SELECTED EXCERPT =>
IBMStreams / streamsx.json

Toolkit for working with JSON in SPL applications.
http://ibmstreams.github.io/streamsx.json/
Other
3 stars 19 forks source link

Add support for mapping a json path to primitive attributes #80

Closed erelsibm closed 6 years ago

erelsibm commented 7 years ago

for example consider the following json: {"name" : "John", "age" : 20 , "address" : { "state" : "NY", "country" : "USA" } }";

that should be parsed into the following tuple: stream<rstring name, int32 age, rstring state, rstring country> ParsedS = JSONToTuple(JsonS, JsonPaths) {}

leongor commented 7 years ago

Actually I developed 2 native functions for JSON parsing that I would like to submit for PR: extractFromJSON and queryJSON.

  1. extractFromJSON tries to find the best fit for all tuple attributes (thus easily can flatten the hierarchical JSON to one level tuple). It uses SAX parser approach.
  2. queryJSON gets JSON pointer path and returns a single value. It uses DOM parser approach.
ilanprager commented 7 years ago

We need to be able to submit multiple JSON Paths, rather than build up the target tuple one field at a time.

leongor commented 7 years ago

Why not call queryJSON multiple times like this:

... output OutStream: x = queryJSON(jsonStr, "/root/a/x"), y = queryJSON(jsonStr, "/root/b/y") ...

schubon commented 7 years ago

Consider the following json: {"name" : "John", "age" : 25 , "partner" : { "name" : "Mary", "age" : 21 } }, "children" : [ { "name" : "Kathy", "age" : 5 }, { "name" : "Peter", "age" : 3 }] };

What should the flat tuplelook like?

erelsibm commented 7 years ago

@schulz2 we could think about a way to map arrays to a flattened schema, but for now we don't support arrays

ilanprager commented 7 years ago

@leongor calling this multiple times will result in reparsing the json string which is inefficient - imagine that there's a message with a few hundred fields and we want to extract 20.

leongor commented 7 years ago

@ilanprager in the initial release yes, but I'm going to apply additional 'parseJSON' function that should be called once before 'queryJSON'.

leongor commented 7 years ago

I've added 'parseJSON' function, so now the JSON is parsed only once. Look at the sample here.

leongor commented 7 years ago

Merged - can be closed.

RECORDS PROVIDED =>
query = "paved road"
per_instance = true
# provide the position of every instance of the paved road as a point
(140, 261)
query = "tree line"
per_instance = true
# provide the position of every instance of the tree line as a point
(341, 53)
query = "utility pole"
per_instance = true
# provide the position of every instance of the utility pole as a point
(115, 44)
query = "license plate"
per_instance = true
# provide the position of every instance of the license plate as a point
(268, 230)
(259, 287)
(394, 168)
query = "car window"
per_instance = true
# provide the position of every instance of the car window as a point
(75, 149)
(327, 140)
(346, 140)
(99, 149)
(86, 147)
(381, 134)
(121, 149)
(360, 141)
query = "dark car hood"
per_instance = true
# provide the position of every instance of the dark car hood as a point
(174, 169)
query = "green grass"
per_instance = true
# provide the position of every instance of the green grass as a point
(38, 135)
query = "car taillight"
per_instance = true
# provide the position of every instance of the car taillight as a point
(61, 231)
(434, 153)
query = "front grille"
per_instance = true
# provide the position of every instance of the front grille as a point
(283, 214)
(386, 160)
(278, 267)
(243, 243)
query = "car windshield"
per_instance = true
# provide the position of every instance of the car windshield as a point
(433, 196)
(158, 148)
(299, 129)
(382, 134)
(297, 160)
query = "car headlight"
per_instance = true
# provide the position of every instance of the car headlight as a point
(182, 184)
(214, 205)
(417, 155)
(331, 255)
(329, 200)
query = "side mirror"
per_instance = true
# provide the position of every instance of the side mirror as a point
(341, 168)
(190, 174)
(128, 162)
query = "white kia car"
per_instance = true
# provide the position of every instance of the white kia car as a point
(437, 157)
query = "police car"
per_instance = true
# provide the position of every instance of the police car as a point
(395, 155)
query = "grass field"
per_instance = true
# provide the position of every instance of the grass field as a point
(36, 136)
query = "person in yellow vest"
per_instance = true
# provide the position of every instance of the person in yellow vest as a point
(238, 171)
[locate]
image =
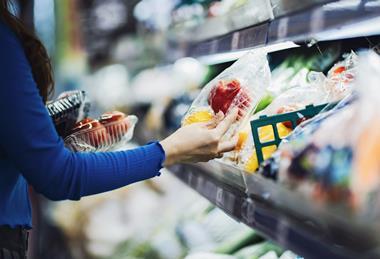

STATED TASK => In the thread on the JSON toolkit issue, what parser approach does queryJSON use? The records are separate material, unconnected to the text.

ANSWER TO THIS TASK => It uses a DOM parser approach.